Since most of my projects have been for others as gifts and family I have not really made anything with myself in mind. The plan is to have my new shop wired by April so that I can resume my woodworking again. So I have vowed that when I start making projects they will be for myself and the house now that we are empty nesters.

Have you though of using that Oak to make a commemorative table or bench with a picture of the tree Embossed or some other method of imposing the picture into the wood?


----------



## TopamaxSurvivor (May 2, 2008)

Most gunsmiths like wood that is 5 yrs minimum to 10 yrs dry. Yours is up to snuff ) Being in TN with 8/4 + cherry and walnut, making spouthern Poor boy Kentucky style rifles sounds like a good idea until you figure out what to with the rest ;-))


----------



## brtech (May 26, 2010)

I would be thinking of making a desktop out of the walnut, and maybe even extend it to top a row of cabinets. Use the live edge on the outside.

Try it before you build it, but I think the cherry, if you stained it very red would look beautiful under a really dark walnut top. It would have to go in a room with a lot of light, or it would be too dark. Resaw and bookmatch to make cabinet slab doors.

Another idea is a front door. I just saw a fabulous front door made from 8/4 ash that was sandblasted to have a 3 D grain effect.


----------



## SirBrian (Jun 2, 2010)

Tmax-The rifles sound like a great idea also-I found a website that sells the complete kits for about $750.00 (including the wood), now if I can find the hardware(barrel, and other metal) to see what the overhead cost would be. Thanks for the idea!
Brtech-I use to make jewelry boxes and stain them with an Ox blood red leather dye and they were gorgeous-made of Mahogany, but still a gorgeous deep blood red color. I do like the idea about the Walnut top too.
Thank you all for the ideas and the willingness to share them.
I found some more cherry today that I had culled a couple of months back-10" inch wide boards that were cupped like a horse shoe. I spent the day milling them into smaller boards that are now usable. Some of them had a little mottled figure in them. I also found some Hickory that was the same way-cupped, warped, split, and checked all over, but, it too is now usable lumber-smaller pieces but usable. 
I also found some 1/4" inch thick Ambrosia Maple craft wood I had hid under my work bench that I had forgotten I had.

Today was good day!


----------



## TopamaxSurvivor (May 2, 2008)

try these: http://www.trackofthewolf.com/index.aspx?AspxAutoDetectCookieSupport=1&as=1

http://www.logcabinonline.com/

http://www.dixiegunworks.com/faq.php

There are others also, National Muzzleloanding rifle assn is a good resource too. http://www.nmlra.org/
If you get hooked on building & shooting flintlocks, its your own fault, don't blame me ;-))


----------



## SirBrian (Jun 2, 2010)

Instruction 1:
Count the lines of the listing below that contain the string "instance", and reply with the number alone.

Records for this task:

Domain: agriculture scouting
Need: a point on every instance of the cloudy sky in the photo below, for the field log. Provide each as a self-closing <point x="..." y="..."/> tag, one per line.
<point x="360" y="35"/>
* * *
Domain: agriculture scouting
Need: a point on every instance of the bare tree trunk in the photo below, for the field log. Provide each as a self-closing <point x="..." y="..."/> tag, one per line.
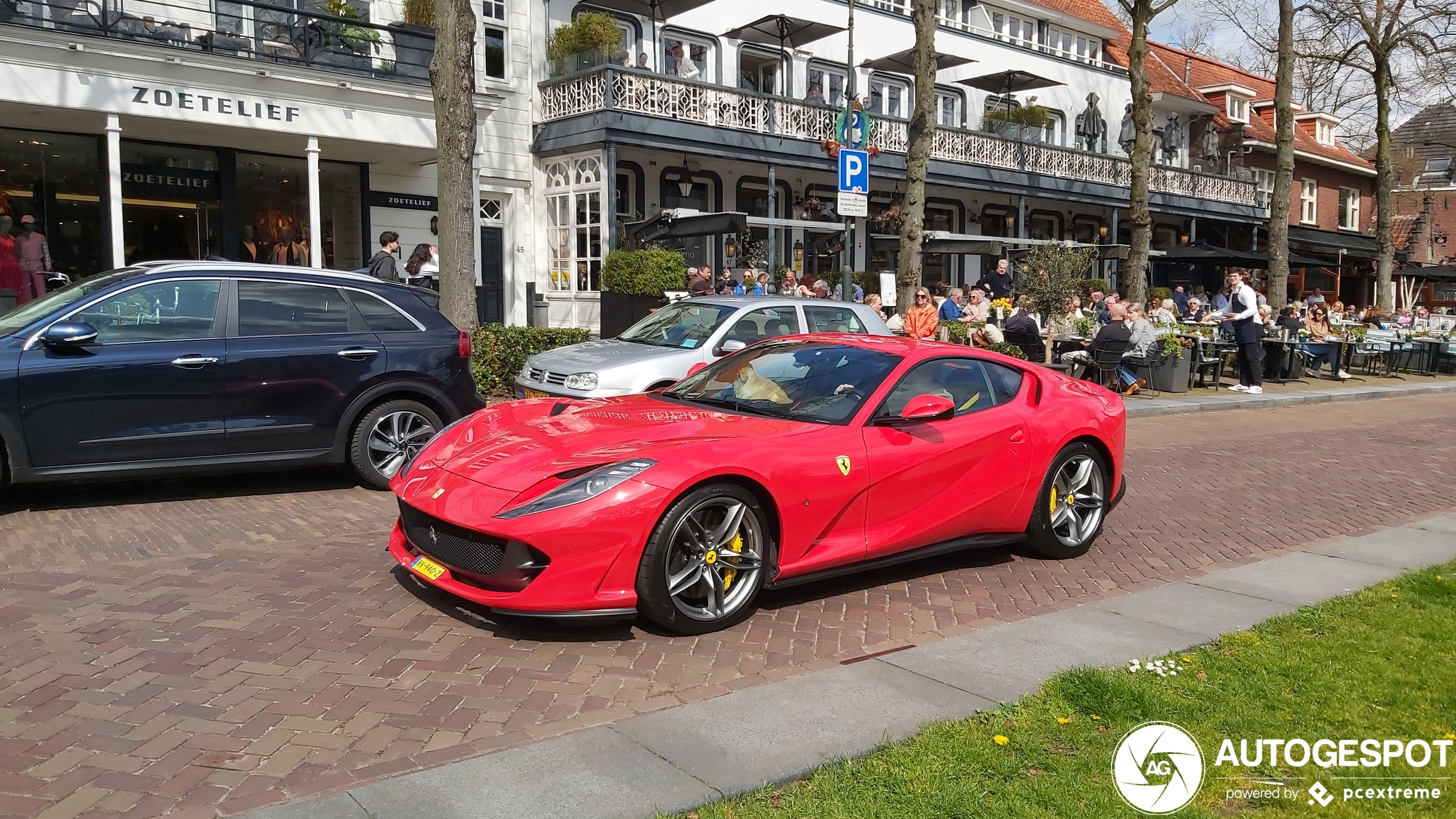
* * *
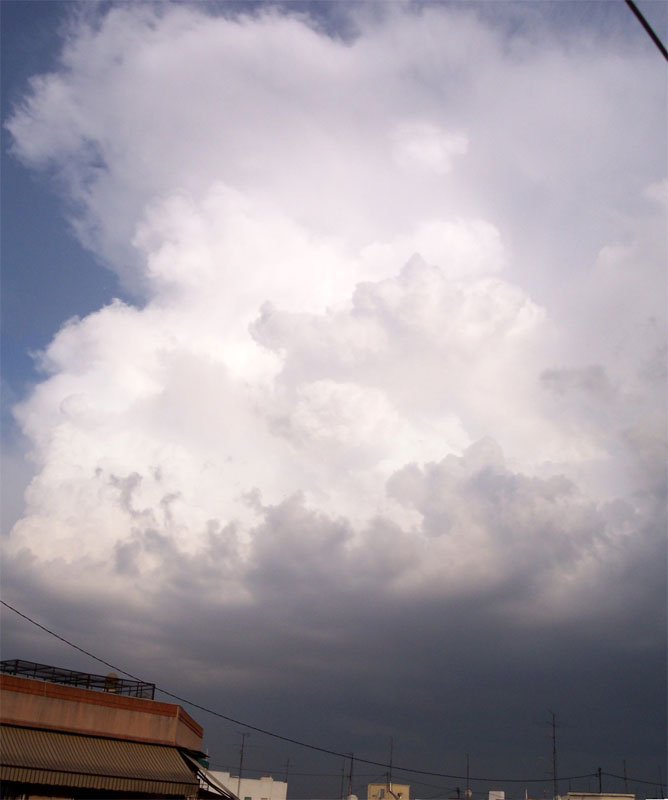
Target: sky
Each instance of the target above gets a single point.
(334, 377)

Instruction 2:
Write the next part of the woodworking forum thread shown above the listing, picking up right where it stops.

Exercise response 1:
3

Exercise response 2:
You know, I have a a very rare 1936 Craftsman badged Atlas 12" inch metal lathe that is 42" inches between centers-you can see the actual lathe here,

http://www.lathes.co.uk/craftsman/page17.html

I could make my own,,,,,,,,,,,,,,I bought that lathe a couple of years ago and completely rebuilt it. I never thought about making black powder firearms, but now that you have sparked my interests I may give this a whirl. The over-all cost would be low due to me doing most of the machining on the barrel and I could definitely make most of the parts. Why didn't I think of this? Brain dead?
I would still have to buy one complete unit to use as a reference to build from, but that would pay for itself after one or two sold. 
It would be a lot of extra work, but it would be fun. 
Thank you TS for the idea and the links!


----------



## TopamaxSurvivor (May 2, 2008)

I have never heard of rifling a barrel on a lathe. I do know people who have made their own rifling machines. Making all the other parts should be fairly simple. The hardest would be making the springs and the frizzen if you decided to make a flintlock. A very good lock can be had for $100; barrels, $150. I knew a couple of late fellows from Yakima, WA who made English sporting rifles on par with the originals.

I have the parts here to make a side hammer schuetzen rifle. They are late 18th century target rifle meant to be shot offhand at 40 rods (220 yds). Since we only have 200 yds on most ranges, if we are lucky, we have to settle for that nowadays. Just another little project on my gonna do list ;-))


----------



## dfletcher (Jan 14, 2010)

I have to say, the desk idea with the walnut and cherry really sound like what I was thinking when I first read your original post.

Done right, it would become an heirloom style piece that someone would be willing to pay quite a lot for, I would imagine.


----------



## LoneTreeCreations (May 27, 2010)

I have a good idea! Ship it to me here in Fort Collins and I'll use it up for you.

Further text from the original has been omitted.